Text to read:
╭──

In order to have high-integration density, it is essential to develop a nano-scale optical waveguide which is the basic element for photonic integration circuits. Currently there are three kinds of popular nano-scale waveguides, namely, silicon-on-insulator (SOI) nanowires with an ultra-high index-contrast [1,2], photonic crystals [3], and surface plasmon (SP) waveguides [416]. For the former two nano-scale waveguides, the optical field confinement is limited to the order of a wavelength in each direction. In contrast, surface plasmon (SP) waveguides could provide a true nano-scale waveguiding and confinement of light.

In the past years people have presented several three-dimensional structures which can support highly localized fields, e.g. narrow gaps between two metal interfaces [810,15,16] and V-grooves in metals [11,12]. However, it is well known that such a nano-scale optical waveguide has a large loss and the propagation distance is usually at the scale of several micrometers. Recently, a hybrid plasmonic waveguide with a dielectric cylinder above a metal surface has been presented for subwavelength confinement and long propagation distance [17]. However, it is not easy to fabricate such a waveguide structure due to the cylindrical structure. A rectangular plasmonic waveguide should be more attractive because it is possible to fabricate by using the standard planar lightwave circuit technology. In Ref [18], the authors has given an analyses for the dispersion relation and loss of subwavelength confined mode of several metal-GaAs-gap waveguides, e.g., a GaAs-cylinder with a gap of SiO2 on metal, a rectangular GaAs strip above Ag-substrate, and a Ag-gap-GaAs strip on a SiO2 substrate.

╰──

What you will do:
**A)** Which three kinds of nano-scale waveguides does the passage on nano-scale optical waveguides name as popular?
**B)** Please transcribe the passage on nano-scale optical waveguides between "In order to" and "confinement of light.", inclusive.
**C)** Pick up the passage on nano-scale optical waveguides after its last sentence and keep writing it.
The data has no connection to the passage on nano-scale optical waveguides.

Record set:
╭──

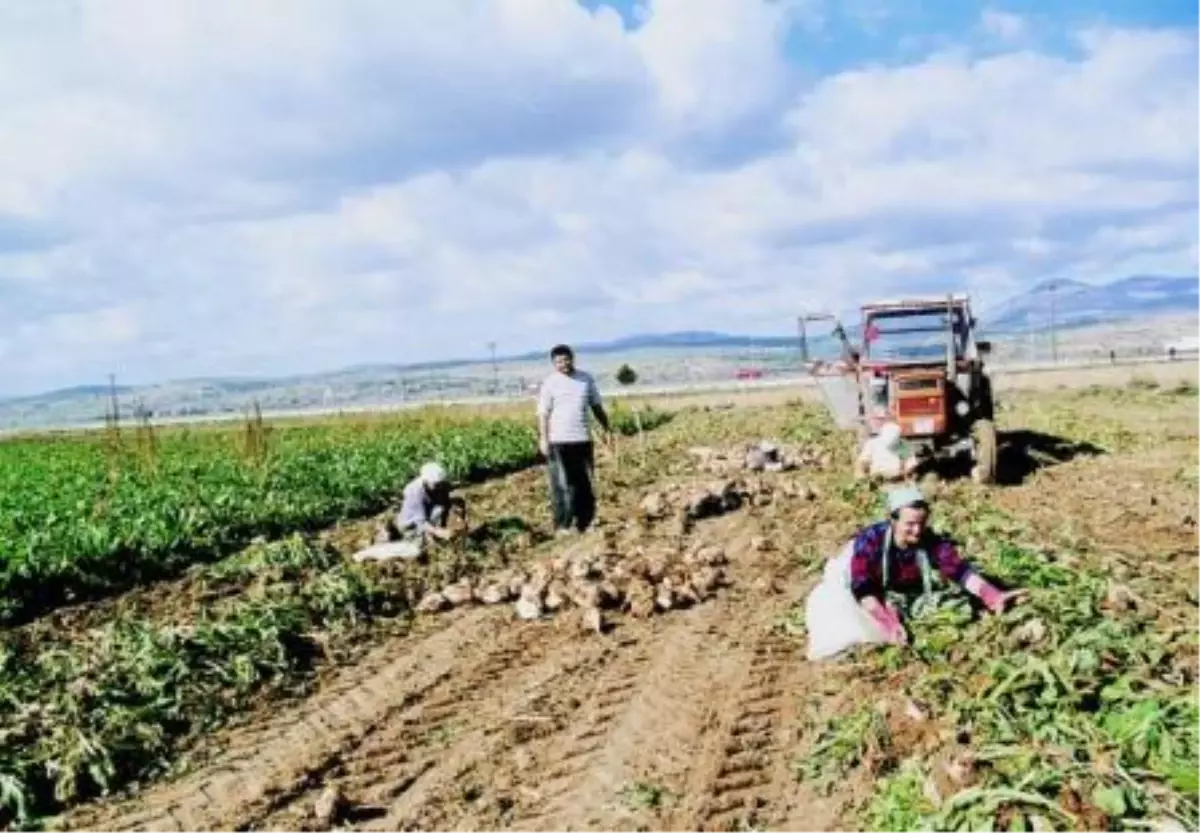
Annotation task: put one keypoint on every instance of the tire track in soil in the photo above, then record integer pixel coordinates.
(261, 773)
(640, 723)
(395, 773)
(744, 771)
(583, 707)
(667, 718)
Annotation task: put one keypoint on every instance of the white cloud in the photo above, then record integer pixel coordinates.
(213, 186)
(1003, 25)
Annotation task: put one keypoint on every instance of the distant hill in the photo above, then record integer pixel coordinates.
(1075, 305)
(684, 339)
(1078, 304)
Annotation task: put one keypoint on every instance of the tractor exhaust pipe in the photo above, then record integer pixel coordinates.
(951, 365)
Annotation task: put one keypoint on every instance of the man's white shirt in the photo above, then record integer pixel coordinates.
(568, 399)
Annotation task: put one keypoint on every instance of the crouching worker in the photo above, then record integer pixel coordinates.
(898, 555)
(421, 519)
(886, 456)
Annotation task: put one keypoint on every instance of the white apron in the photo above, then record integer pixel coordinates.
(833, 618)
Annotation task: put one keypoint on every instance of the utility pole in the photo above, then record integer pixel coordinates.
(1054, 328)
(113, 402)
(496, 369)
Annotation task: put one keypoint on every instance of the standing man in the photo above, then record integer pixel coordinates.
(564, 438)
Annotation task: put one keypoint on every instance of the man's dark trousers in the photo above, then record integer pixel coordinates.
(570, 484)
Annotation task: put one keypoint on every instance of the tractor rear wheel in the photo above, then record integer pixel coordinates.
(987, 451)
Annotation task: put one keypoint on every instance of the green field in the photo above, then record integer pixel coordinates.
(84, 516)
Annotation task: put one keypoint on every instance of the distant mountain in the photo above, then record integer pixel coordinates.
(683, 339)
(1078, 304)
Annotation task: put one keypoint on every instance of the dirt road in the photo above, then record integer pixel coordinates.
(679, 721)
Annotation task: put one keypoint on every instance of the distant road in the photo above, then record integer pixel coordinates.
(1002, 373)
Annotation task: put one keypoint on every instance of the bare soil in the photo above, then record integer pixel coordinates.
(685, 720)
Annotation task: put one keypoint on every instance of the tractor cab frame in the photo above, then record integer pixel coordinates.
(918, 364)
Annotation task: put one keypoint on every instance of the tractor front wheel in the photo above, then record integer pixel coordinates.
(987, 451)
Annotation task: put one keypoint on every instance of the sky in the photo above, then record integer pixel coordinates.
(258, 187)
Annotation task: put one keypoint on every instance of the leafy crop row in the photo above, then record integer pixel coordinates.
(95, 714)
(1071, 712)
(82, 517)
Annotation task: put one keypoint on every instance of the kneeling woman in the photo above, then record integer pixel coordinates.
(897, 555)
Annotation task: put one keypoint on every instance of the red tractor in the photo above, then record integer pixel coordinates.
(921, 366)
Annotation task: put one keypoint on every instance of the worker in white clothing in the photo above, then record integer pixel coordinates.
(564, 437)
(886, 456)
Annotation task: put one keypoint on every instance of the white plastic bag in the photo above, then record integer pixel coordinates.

╰──

Answers in order:
**A)** Silicon-on-insulator (SOI) nanowires, photonic crystals, and surface plasmon (SP) waveguides.

**B)**
In order to have high-integration density, it is essential to develop a nano-scale optical waveguide which is the basic element for photonic integration circuits. Currently there are three kinds of popular nano-scale waveguides, namely, silicon-on-insulator (SOI) nanowires with an ultra-high index-contrast [1,2], photonic crystals [3], and surface plasmon (SP) waveguides [416]. For the former two nano-scale waveguides, the optical field confinement is limited to the order of a wavelength in each direction. In contrast, surface plasmon (SP) waveguides could provide a true nano-scale waveguiding and confinement of light.

**C)**
It is well known that recently silicon photonics has become very attractive because its fabrication compatibility to the standard CMOS microelectronics technology. It will be therefore interesting to develop a silicon-based hybrid plasmonic waveguide with simplified fabrication processes. In our previous paper, we have presented a SOI nanowire with a metal cap which is for a submicron-heater [19]. In that case, the SiO2 layer between silicon core and the metal cap is thick enough to prevent the absorption due to the metal. Here we consider the case when the SiO2 layer is very thin (e.g., several tens of nanometers). For such a SOI rib with a metal cap, when we consider the quasi-TM polarization (whose electrical field is vertical), there will be a field enhancement at the thin-SiO2 region due to the boundary condition of the electrical field, which is some similar to the horizontal slot waveguides [20]. Particularly, when the Si rib height is zero, one obtains a hybrid plasmonic waveguide with a Si slab and the etching depth is much shallow, which makes the fabrication much easier. The present hybrid plasmonic waveguide is also good to realize a low-voltage compact optical modulator when the nano-layer material between the Si layer and the metal layer has a high electro-optical coefficient. In this paper, we give a theoretical investigation on the modal characteristics of such a Si-based hybrid plasmonic waveguide.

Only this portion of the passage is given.